• _Excerpts from a dataset_:
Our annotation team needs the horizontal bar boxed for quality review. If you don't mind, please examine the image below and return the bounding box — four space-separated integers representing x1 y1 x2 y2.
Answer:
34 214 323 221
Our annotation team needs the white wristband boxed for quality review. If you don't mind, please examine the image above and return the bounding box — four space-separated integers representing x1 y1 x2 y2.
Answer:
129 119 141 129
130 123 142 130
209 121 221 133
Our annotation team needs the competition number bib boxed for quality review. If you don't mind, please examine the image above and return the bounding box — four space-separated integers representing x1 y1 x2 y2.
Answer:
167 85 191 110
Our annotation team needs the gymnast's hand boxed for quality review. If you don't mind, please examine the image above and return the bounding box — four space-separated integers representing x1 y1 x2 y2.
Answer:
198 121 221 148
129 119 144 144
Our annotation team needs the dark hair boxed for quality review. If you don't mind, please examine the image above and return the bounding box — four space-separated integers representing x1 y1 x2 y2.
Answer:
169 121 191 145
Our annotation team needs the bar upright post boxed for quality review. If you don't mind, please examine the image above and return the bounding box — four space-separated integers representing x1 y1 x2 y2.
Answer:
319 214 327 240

• _WHAT IS REQUIRED_: Copy out every line of the data above, exactly as given.

• _TASK SOLUTION_:
Our annotation team needs the horizontal bar boxed for quality review. If you don't mind, please examine the image below and return the bounding box — four space-separated integers representing x1 y1 x2 y2.
Answer:
34 214 323 221
Our annotation team needs the white wristband boxed for quality review. If you don't mind, please examine the image above and return the bounding box — four space-separated integers representing x1 y1 x2 y2.
Answer:
129 119 141 129
130 123 142 130
209 121 221 133
Our annotation team needs the competition number bib boxed for quality review. If you don't mind, please examine the image above and return the bounding box — four space-separated integers representing x1 y1 x2 y2.
Answer:
167 85 191 110
Our annotation team needs the gymnast's hand boxed for quality review. If you don't mind, please examine the image above and return the bounding box — four space-separated integers representing x1 y1 x2 y2.
Answer:
198 121 221 148
129 119 144 144
Our annotation team needs the dark hair boxed for quality review. If you don't mind, please examine the image above and return the bounding box — four space-separated integers representing x1 y1 x2 y2.
Answer:
169 121 191 145
Our annotation team needs the bar upright post boxed for quality review. If you don't mind, please examine the image above and return the bounding box — four space-separated integers representing x1 y1 x2 y2.
Answer:
319 214 327 240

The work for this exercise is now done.